Reproduce exactly the lines from the one containing "mark: the red door, one point per instance" through the last line of the records below, both included, and nothing else.

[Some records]
* start *

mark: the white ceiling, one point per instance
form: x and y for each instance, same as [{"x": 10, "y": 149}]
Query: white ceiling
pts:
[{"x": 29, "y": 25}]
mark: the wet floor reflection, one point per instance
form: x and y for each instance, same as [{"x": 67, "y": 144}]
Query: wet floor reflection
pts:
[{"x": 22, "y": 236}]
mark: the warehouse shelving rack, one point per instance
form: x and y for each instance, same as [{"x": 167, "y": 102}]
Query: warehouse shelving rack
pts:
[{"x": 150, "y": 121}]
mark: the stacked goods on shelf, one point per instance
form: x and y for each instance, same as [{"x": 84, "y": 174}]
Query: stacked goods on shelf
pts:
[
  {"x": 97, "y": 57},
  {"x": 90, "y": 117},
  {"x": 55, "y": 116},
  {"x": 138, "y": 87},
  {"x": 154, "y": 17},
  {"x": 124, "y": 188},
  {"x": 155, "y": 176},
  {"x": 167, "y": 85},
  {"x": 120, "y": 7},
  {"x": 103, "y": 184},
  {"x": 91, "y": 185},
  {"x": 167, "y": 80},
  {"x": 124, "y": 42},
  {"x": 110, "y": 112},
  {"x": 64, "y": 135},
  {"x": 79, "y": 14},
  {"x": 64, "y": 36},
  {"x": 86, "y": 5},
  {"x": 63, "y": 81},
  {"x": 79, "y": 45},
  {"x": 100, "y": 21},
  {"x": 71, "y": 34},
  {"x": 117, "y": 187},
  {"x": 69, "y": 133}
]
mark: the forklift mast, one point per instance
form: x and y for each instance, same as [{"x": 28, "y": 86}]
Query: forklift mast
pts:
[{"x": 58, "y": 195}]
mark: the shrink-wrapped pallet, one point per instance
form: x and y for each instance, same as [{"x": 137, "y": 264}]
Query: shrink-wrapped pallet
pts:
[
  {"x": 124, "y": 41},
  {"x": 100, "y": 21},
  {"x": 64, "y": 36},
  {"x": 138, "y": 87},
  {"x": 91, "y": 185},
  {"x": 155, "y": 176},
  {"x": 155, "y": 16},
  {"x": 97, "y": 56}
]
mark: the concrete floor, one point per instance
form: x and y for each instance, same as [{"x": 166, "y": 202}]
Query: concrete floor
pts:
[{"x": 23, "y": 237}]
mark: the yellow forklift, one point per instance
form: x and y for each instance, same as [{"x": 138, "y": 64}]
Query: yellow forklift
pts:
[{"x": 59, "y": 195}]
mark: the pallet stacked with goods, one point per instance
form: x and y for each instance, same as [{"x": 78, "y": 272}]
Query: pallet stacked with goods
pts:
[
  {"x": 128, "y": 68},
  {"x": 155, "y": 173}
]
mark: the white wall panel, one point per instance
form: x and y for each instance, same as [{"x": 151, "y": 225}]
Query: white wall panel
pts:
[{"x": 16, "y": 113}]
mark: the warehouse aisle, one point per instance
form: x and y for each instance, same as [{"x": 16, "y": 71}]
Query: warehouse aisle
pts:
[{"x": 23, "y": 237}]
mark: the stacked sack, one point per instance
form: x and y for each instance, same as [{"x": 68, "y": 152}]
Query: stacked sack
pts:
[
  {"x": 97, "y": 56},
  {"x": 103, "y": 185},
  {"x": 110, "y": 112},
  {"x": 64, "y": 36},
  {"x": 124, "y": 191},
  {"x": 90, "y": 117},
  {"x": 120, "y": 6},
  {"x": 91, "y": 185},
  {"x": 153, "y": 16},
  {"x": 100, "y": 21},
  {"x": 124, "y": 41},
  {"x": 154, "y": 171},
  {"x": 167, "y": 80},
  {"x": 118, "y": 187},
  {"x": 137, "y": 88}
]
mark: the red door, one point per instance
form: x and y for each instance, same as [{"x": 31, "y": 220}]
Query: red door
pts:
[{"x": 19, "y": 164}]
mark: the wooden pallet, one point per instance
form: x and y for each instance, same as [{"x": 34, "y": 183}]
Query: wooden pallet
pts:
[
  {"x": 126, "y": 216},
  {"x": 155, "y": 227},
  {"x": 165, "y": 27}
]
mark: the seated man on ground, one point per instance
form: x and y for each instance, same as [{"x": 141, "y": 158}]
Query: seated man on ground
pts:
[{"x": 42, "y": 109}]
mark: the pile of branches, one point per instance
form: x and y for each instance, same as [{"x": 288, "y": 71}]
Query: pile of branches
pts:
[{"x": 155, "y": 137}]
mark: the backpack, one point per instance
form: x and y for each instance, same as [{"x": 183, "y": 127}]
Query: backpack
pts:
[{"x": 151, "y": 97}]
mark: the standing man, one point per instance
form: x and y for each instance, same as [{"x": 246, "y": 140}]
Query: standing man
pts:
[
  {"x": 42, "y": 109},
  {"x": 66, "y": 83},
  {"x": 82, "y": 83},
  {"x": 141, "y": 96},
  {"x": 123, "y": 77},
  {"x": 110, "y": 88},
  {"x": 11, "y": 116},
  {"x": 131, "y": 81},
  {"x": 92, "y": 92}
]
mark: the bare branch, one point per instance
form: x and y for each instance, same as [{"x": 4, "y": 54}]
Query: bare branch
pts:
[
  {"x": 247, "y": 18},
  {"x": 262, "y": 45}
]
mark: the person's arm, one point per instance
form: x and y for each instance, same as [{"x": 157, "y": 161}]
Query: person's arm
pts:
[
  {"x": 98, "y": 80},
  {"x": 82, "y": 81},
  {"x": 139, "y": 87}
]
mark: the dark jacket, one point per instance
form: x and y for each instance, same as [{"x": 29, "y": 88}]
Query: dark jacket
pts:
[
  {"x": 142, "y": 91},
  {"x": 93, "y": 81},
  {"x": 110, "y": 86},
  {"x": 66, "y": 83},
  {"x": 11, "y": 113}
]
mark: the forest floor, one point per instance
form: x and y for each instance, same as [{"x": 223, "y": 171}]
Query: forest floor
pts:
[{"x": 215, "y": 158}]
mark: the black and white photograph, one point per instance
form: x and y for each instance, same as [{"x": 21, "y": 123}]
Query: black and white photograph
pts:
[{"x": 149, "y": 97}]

* end *

» **Output of the task**:
mark: the red door, one point per instance
form: x and y for each instance, same as [{"x": 31, "y": 220}]
Query: red door
pts:
[{"x": 19, "y": 164}]
mark: the wooden pallet, one point per instance
form: x and y for each instance, same as [{"x": 34, "y": 183}]
Query: wooden pallet
pts:
[
  {"x": 126, "y": 216},
  {"x": 155, "y": 227},
  {"x": 165, "y": 27}
]
mark: the seated man on ground, one point per instance
form: x and y for each instance, same as [{"x": 141, "y": 158}]
Query: seated man on ground
pts:
[{"x": 42, "y": 109}]
mark: the pile of branches, one point per instance
form: x and y for each instance, same as [{"x": 288, "y": 71}]
Query: pile of branches
pts:
[{"x": 155, "y": 137}]
mark: the backpack, one point per instance
form: x and y for each instance, same as [{"x": 183, "y": 127}]
Query: backpack
pts:
[{"x": 151, "y": 97}]
mark: the standing man, one point per instance
form: x and y for each instance, same as [{"x": 246, "y": 140}]
Query: standing man
pts:
[
  {"x": 42, "y": 109},
  {"x": 66, "y": 83},
  {"x": 82, "y": 83},
  {"x": 141, "y": 96},
  {"x": 123, "y": 77},
  {"x": 110, "y": 88},
  {"x": 11, "y": 116},
  {"x": 131, "y": 81},
  {"x": 92, "y": 92}
]
mark: the bare branch, one point per instance
form: x and y for each instance, same as [{"x": 4, "y": 54}]
Query: bare branch
pts:
[
  {"x": 247, "y": 18},
  {"x": 262, "y": 45}
]
mark: the person's arm, one point per instance
form: x and y for each instance, same as [{"x": 157, "y": 161}]
Query: person's arm
pts:
[
  {"x": 98, "y": 80},
  {"x": 82, "y": 81},
  {"x": 139, "y": 87}
]
mark: the dark jacket, one point per instance
form: x and y for each instance, same as [{"x": 29, "y": 88}]
Query: dark jacket
pts:
[
  {"x": 142, "y": 91},
  {"x": 93, "y": 81},
  {"x": 110, "y": 86},
  {"x": 66, "y": 83},
  {"x": 11, "y": 113}
]
mark: the forest floor, one point per instance
form: x and y for each instance, same as [{"x": 223, "y": 171}]
Query: forest floor
pts:
[{"x": 215, "y": 158}]
mark: the black and white photograph, one point per instance
form: x and y for each instance, same as [{"x": 21, "y": 123}]
Query: black and white photograph
pts:
[{"x": 149, "y": 97}]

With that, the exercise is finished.